## Extracto seleccionado
§ §
Juan Pablo II Magno - Emigración
Serie “Juan Pablo II Magno“
“El hombre tiene derecho a abandonar su país de origen por varios motivos –como también a volver a él- y a buscar mejores condiciones de vida en otro país”.
En la encíclica Laborem exercens, concretamente en el número 23 de la misma, hace, Juan Pablo II Magno, todo un itinerario de la vida de muchas personas que, por las más diversas razones, se ven obligadas a abandonar su nación de origen y caminar (metafóricamente, claro) hacia otros lares y lugares.
Por eso, como muchas de las personas que emigran pueden encontrarse, por diversas causas, con problemas en las naciones de destino, convenía que el Papa polaco manifestase la necesidad de lo siguiente:
“Los emigrantes han de ser tratados siempre con el respeto debido a la dignidad de toda persona humana. A este principio ha de supeditarse incluso la debida consideración al bien común cuando se trata de regular los flujos emigratorios. Se trata, pues, de conjugar la acogida que se debe a todos los seres humanos, en especial si son indigentes, con la consideración sobre las condiciones indispensables para una vida decorosa y pacífica, tanto para los habitantes originarios como para los nuevos llegados” (Jornada Mundial de la Paz, 2001)
Y, por lo tanto, la Iglesia no puede permanecer indiferente ante el flujo migratorio. Por eso dice que “En la Iglesia nadie es extranjero, y la Iglesia no es extranjera para ningún hombre y en ningún lugar. Como sacramento de unidad y, por tanto, como signo y fuerza de agregación de todo el género humano, la Iglesia es el lugar donde también los emigrantes ilegales son reconocidos y acogidos como hermanos” (palabras pronunciadas en la Jornada Mundial del Emigrante de 1995)
§ §
## Entradas proporcionadas

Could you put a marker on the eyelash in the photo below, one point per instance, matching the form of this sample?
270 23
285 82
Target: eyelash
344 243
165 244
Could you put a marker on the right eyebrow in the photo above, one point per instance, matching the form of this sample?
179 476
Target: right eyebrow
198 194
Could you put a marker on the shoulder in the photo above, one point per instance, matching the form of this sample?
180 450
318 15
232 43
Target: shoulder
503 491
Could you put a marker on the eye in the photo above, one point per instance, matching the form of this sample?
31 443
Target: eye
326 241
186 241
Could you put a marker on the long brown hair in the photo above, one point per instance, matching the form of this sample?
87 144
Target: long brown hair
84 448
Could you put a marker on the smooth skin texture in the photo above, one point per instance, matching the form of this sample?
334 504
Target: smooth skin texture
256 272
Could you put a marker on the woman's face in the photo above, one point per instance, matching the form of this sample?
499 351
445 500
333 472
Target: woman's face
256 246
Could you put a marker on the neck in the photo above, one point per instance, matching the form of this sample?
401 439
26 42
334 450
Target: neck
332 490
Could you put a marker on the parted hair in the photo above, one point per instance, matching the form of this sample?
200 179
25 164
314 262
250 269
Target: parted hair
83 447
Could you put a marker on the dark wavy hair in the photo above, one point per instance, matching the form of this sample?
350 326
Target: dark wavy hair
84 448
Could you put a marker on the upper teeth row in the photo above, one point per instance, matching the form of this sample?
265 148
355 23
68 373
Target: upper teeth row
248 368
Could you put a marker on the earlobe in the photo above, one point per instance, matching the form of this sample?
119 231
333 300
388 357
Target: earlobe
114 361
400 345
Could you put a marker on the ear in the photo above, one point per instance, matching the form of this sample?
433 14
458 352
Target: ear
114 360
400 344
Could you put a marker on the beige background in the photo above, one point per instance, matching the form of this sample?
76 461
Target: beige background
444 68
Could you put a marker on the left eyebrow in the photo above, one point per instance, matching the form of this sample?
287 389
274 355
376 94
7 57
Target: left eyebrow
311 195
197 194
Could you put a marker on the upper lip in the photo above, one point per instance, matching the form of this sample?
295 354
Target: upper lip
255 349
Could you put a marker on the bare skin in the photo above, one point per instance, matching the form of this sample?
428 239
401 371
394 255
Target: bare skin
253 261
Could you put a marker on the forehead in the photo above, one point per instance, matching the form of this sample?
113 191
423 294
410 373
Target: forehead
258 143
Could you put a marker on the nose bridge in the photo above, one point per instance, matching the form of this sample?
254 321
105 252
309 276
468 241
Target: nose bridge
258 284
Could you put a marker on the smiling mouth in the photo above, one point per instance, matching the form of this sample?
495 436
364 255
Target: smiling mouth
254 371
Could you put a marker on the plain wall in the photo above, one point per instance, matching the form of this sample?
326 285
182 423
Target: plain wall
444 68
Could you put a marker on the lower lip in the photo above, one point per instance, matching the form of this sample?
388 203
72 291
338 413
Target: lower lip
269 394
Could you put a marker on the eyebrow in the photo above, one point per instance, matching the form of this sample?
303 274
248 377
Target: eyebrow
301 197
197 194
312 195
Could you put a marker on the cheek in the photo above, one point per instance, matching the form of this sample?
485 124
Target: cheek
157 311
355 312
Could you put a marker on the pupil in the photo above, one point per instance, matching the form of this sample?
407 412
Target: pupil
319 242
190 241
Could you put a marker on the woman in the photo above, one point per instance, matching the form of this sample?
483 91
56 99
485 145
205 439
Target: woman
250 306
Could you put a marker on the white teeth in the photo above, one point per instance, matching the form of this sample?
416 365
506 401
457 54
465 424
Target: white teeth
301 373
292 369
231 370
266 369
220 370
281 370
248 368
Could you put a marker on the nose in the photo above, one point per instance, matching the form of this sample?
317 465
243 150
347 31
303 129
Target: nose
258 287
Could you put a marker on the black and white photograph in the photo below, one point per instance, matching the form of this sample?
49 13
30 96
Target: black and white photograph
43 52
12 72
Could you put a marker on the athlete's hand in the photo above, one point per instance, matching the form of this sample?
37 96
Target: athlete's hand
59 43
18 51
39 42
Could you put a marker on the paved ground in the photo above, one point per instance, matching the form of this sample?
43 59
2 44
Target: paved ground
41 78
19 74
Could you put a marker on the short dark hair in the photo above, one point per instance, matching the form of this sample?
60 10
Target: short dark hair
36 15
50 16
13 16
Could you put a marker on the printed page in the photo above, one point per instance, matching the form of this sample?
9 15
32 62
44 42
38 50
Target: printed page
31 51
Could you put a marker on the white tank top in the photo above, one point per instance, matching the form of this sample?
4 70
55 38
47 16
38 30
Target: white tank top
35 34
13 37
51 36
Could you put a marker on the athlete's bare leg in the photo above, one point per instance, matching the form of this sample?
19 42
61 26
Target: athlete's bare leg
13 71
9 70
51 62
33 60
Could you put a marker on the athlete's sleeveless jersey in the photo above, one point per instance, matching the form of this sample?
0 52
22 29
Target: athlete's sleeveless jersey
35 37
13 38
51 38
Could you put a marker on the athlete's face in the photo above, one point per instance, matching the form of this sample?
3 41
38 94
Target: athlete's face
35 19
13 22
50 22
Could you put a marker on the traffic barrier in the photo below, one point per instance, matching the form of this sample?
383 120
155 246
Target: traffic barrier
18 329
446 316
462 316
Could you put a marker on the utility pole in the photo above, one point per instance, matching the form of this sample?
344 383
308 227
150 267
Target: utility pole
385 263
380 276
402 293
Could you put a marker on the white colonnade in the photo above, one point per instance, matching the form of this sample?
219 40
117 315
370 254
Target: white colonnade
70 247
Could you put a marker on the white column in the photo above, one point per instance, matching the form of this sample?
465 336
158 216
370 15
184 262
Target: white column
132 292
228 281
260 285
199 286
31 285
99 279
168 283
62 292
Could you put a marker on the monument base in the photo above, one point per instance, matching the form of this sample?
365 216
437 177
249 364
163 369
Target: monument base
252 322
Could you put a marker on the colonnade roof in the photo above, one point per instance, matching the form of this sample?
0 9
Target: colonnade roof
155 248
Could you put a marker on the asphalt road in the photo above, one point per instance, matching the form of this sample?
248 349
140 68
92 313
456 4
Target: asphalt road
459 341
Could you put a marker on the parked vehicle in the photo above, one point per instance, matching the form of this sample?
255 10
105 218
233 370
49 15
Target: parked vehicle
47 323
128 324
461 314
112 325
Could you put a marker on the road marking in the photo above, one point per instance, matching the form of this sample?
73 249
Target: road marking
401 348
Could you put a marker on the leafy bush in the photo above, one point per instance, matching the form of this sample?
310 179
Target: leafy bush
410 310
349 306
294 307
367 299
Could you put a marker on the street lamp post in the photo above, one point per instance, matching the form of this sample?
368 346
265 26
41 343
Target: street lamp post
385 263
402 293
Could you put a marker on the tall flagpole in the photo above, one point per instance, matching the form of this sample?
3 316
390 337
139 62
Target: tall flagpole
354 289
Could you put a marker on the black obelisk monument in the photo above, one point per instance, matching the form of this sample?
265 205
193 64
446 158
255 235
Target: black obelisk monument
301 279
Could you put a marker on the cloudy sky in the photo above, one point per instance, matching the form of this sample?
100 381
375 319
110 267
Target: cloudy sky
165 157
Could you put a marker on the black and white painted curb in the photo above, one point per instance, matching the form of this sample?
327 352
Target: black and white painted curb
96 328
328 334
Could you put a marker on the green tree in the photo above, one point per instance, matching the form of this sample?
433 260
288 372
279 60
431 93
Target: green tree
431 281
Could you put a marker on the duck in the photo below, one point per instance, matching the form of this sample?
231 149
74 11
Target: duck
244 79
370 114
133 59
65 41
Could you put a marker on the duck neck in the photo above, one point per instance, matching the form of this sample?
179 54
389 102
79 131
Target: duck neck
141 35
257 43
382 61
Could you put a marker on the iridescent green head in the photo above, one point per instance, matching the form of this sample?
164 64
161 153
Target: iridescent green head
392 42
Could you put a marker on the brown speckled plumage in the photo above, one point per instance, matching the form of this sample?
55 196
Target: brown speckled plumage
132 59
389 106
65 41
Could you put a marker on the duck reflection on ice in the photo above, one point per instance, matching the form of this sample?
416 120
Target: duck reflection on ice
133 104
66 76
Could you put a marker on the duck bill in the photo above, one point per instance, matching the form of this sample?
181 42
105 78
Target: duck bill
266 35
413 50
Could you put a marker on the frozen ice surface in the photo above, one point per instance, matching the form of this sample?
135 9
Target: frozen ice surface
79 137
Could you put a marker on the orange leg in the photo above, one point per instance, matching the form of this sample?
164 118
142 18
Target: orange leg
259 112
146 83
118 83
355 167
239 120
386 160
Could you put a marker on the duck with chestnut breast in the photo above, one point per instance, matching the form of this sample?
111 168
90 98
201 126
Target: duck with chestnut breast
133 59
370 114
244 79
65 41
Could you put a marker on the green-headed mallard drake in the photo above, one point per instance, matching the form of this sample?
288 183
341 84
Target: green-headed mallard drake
§ §
## Acción requerida 1
Según el extracto seleccionado sobre Juan Pablo II y la emigración, ¿en qué número de la encíclica Laborem exercens se recorre la vida de quienes deben abandonar su nación de origen?
## Acción requerida 2
Imprima el fragmento del extracto sobre Juan Pablo II y la emigración comenzando en "Y, por lo tanto, la" y terminando en "Emigrante de 1995)".
## Acción requerida 3
Prosiga el extracto sobre Juan Pablo II y la emigración a partir del punto en que se detiene.

## Espacio de respuesta 1
En el número 23.

## Espacio de respuesta 2
Y, por lo tanto, la Iglesia no puede permanecer indiferente ante el flujo migratorio. Por eso dice que “En la Iglesia nadie es extranjero, y la Iglesia no es extranjera para ningún hombre y en ningún lugar. Como sacramento de unidad y, por tanto, como signo y fuerza de agregación de todo el género humano, la Iglesia es el lugar donde también los emigrantes ilegales son reconocidos y acogidos como hermanos” (palabras pronunciadas en la Jornada Mundial del Emigrante de 1995)

## Espacio de respuesta 3
Para demostrar esto último, la Iglesia fundada por Cristo tiene como ejemplo a su mismo fundador: “En Jesús, Dios vino a pedir hospitalidad a los hombres (…) Llegó a identificarse con el extranjero que necesita amparo: ‘Era forastero y me acogisteis’ (Mt 25: 35) Al enviar a sus discípulos en misión, les asegura que la hospitalidad que reciban le atañe personalmente: ‘El que os acoge a vosotros, a Mí me acoge; y el que me acoge a Mí, acoge a Aquel que me envío’ (Mt 10: 40) (Jornada Mundial del Emigrante, 2000)
Y es que ningún cristiano, como ejemplo de lo hecho y dicho por Jesucristo, puede permanecer aislado del mundo porque es del mundo.
Por eso “Los cristianos, cada vez más arraigados en Cristo, deben esforzarse por superar toda tendencia a encerrarse en sí mismos, y aprender a discernir en las personas de otras culturas la obra de Dios. Sólo un amor auténticamente evangélico será suficientemente fuerte para ayudar a las comunidades a pasar de la mera tolerancia, en relación con los demás, al respeto real de sus diferencias. Sólo la gracia redentora de Cristo puede hacernos vencer este desafío diario de transformar el egoísmo en generosidad, el temor en apertura y el rechazo en solidaridad” (Jornada Mundial del Emigrante, 2003)
Tres aspectos, muy importantes, destaca Juan Pablo II Magno en los que podemos caer en nuestra relación con los emigrantes:
1.-El egoísmo
2.-El temor
3.-El Rechazo
Y tales formas de comportamiento han de quedar alejadas, lo más posible, de todos aquellos que nos hacemos llamar cristianos. Y esto ha de ser así porque la generosidad en la que se debe transformar el egoísmo es la generosidad que mostró Cristo en su vida pública; la apertura en la que ha de transformarse el temor es la apertura hacia los desconocidos que mostró Cristo en su vida de apostolado y, por último, el rechazo que se ha de transformar en solidaridad es la caridad que mostró Cristo hacia los más desfavorecidos de su tiempo.
Y, para que todo esto puede llevarse a cabo existe, hay, un ámbito perfecto que sirve de, digamos, acicate en el cumplimiento de tales obligaciones cristianas: la parroquia.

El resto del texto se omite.